Goal
Copy the listing below word for word, beginning with the line that contains "Where can you see the large" and continuing through the line that contains "Target: large gray boulder", both of those lines included.

Entries shown
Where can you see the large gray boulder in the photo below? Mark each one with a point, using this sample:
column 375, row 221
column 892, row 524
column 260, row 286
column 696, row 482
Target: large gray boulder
* * *
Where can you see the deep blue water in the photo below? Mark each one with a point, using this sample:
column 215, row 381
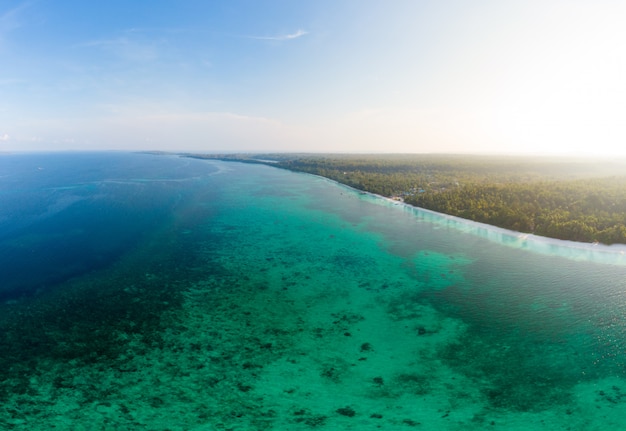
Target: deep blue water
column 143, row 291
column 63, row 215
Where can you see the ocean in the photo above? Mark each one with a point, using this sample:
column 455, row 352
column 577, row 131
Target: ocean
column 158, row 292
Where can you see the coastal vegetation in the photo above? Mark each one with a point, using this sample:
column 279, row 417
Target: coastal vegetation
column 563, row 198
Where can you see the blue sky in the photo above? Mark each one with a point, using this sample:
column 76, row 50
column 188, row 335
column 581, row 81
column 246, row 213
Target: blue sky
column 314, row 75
* * *
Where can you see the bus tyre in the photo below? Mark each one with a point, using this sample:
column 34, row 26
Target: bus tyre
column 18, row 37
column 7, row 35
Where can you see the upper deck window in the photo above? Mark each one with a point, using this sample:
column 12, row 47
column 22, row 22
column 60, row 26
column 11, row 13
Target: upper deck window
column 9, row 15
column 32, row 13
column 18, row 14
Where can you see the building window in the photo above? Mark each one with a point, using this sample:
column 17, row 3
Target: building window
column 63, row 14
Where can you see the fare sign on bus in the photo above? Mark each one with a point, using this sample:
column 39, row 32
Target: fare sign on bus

The response
Where can you see the large gray boulder in the photo below? Mark each one with a point, using this sample:
column 375, row 221
column 892, row 524
column 260, row 286
column 696, row 482
Target: large gray boulder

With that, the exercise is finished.